■ To do ■
Turn all the lines below into a numbered list, skipping any blank ones, and leave the pictures out of your answer.

## start

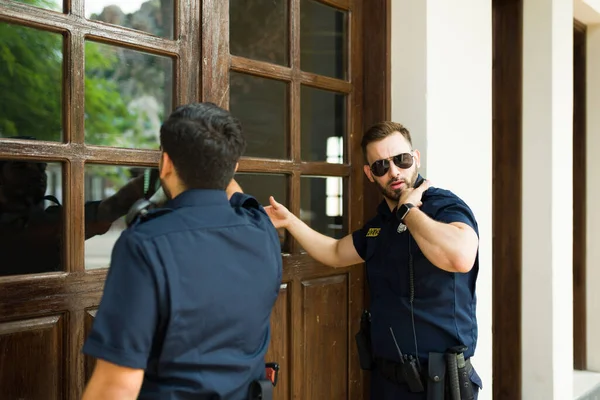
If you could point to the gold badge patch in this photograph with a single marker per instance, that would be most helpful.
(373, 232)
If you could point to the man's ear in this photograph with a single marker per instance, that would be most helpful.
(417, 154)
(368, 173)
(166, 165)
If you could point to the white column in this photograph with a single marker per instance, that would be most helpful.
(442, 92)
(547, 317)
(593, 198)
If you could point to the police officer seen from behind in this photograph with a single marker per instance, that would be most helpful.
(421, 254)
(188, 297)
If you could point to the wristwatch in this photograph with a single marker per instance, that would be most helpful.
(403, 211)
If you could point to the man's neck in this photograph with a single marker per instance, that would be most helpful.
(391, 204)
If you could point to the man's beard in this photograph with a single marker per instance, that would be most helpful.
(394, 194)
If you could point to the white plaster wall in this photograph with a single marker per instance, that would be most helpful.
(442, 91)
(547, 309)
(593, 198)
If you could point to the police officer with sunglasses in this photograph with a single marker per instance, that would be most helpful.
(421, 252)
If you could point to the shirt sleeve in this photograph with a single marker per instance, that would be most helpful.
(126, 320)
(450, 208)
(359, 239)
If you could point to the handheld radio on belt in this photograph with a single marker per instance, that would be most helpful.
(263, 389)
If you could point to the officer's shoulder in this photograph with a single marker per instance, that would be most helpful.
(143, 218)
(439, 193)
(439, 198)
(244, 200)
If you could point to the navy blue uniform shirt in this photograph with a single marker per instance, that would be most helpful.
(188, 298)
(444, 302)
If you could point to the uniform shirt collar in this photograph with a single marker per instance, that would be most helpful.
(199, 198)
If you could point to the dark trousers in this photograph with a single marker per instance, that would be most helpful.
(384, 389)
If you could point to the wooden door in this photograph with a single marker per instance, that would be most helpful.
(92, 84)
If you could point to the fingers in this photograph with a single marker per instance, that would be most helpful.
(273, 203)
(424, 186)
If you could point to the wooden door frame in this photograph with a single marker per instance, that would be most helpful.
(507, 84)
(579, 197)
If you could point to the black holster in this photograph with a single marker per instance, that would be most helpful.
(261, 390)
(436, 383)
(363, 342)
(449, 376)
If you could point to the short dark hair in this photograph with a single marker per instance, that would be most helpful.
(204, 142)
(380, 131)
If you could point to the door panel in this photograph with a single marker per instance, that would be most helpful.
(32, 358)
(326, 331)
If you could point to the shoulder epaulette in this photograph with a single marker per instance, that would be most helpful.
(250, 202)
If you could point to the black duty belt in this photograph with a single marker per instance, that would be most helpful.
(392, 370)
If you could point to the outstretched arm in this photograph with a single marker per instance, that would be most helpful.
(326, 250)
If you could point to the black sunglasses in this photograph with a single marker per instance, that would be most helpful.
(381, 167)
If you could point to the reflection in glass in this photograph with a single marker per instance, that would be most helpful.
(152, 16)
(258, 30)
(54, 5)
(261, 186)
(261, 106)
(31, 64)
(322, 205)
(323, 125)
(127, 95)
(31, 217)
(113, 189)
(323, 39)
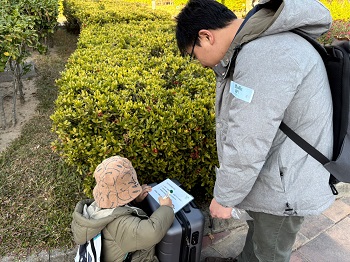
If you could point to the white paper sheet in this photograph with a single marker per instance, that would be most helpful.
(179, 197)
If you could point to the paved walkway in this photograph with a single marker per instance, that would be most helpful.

## end

■ The result ■
1. If you could point to the gold badge patch in this photograph with a single marker per instance, that would be most helpful.
2. (373, 232)
3. If you could point to the man's ear in this photograph with a single marker per instance, that would be most helpful.
4. (417, 154)
5. (368, 173)
6. (166, 165)
7. If you could point to the white column in this photograph with a single marker per instance, that would be most helpful.
8. (442, 92)
9. (547, 317)
10. (593, 198)
11. If you could point to the police officer seen from behind in this photograph with a single marker per instance, that would be most helpful.
12. (421, 254)
13. (188, 297)
14. If you could point to the wristwatch in this photograph with a single marker per instance, that would be most helpful.
15. (403, 211)
16. If you could point to the man's neck in this photograph with a single marker per instance, that would be most helpful.
17. (391, 204)
18. If you could point to the man's beard in this photograph with a single marker per instance, that would be most helpful.
19. (394, 194)
20. If you could point to the white plaster wall in this photograph with a single marker per instance, that would be most helpful.
21. (442, 91)
22. (547, 309)
23. (593, 198)
24. If you could point to the police officer with sunglasses in this photograph with a single marker per instance, that would be most helpful.
25. (421, 252)
26. If you could point to the shirt sleeve in this photograph with a single marker per instance, that would be most helpful.
27. (126, 320)
28. (450, 208)
29. (359, 239)
30. If you could point to the handheld radio on belt in this photograph with a single marker per instance, that would be most helpful.
31. (263, 389)
32. If you could point to the officer's shoulder in this photograph with a single marker per instance, that would be most helpful.
33. (143, 218)
34. (439, 193)
35. (439, 198)
36. (244, 200)
37. If you could point to the navy blue uniform shirt in this photograph with a single marker per instance, that would be most helpful.
38. (188, 298)
39. (444, 302)
40. If you could point to the uniform shirt collar in this photograph with a single marker per instance, that would be most helpful.
41. (199, 198)
42. If you could point to the dark trousers in this photograph with a single marker per instance, that would be most helpful.
43. (384, 389)
44. If you could point to the wooden door in this photograph with a single marker per instance, that would be most helpful.
45. (92, 84)
46. If you could point to the fingers in this photograph with a single marker per instance, that would be most helpful.
47. (273, 203)
48. (424, 186)
49. If you could point to the wooden door frame in this photograph with a single marker per instance, that would be most helpful.
50. (507, 84)
51. (579, 197)
52. If you could point to the black holster in this photograph with a single marker per instance, that would be most helpful.
53. (261, 390)
54. (436, 383)
55. (363, 342)
56. (449, 376)
57. If you could point to the short dark hair in this photograph with a single marker per instance, that would be most helpful.
58. (204, 142)
59. (380, 131)
60. If you could point to the door panel in this photograph with a single marker per instance, that would be most helpful.
61. (32, 358)
62. (326, 331)
63. If you could point to the shoulder epaulette in this photograph with a single marker per instance, that would be most helpful.
64. (250, 202)
65. If you could point to the black duty belt in this photograph with a single marker per instance, that would be most helpful.
66. (392, 370)
67. If you could point to the outstretched arm in this photograph with a single marker per instance, that would be most helpful.
68. (326, 250)
69. If you could point to the black sunglasses in this photograph with a single marker per instance, that would be most helpful.
70. (381, 167)
71. If you could point to the reflection in glass in this photograph with a single marker per instance, that would be most helpful.
72. (152, 16)
73. (258, 30)
74. (54, 5)
75. (261, 186)
76. (261, 106)
77. (31, 64)
78. (322, 205)
79. (323, 125)
80. (127, 95)
81. (31, 217)
82. (113, 189)
83. (323, 39)
84. If you could point to the white paper sheet in this photograph with a single marker per instance, that would be most helpful.
85. (179, 197)
86. If you could point to the paved walkway in this photograph with a single marker per instance, that would be most helpful.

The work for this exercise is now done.